Detection examples:
'''

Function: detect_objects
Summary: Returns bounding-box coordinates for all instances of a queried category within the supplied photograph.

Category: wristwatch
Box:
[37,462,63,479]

'''

### Exercise requirements
Could you write out every line of the material again, requests included, with each bounding-box coordinate shifted up by 148?

### Finished answer
Function: detect_objects
Summary: Returns bounding-box coordinates for all instances of a queried category within the supplied photograph.

Category: wristwatch
Box:
[185,610,211,627]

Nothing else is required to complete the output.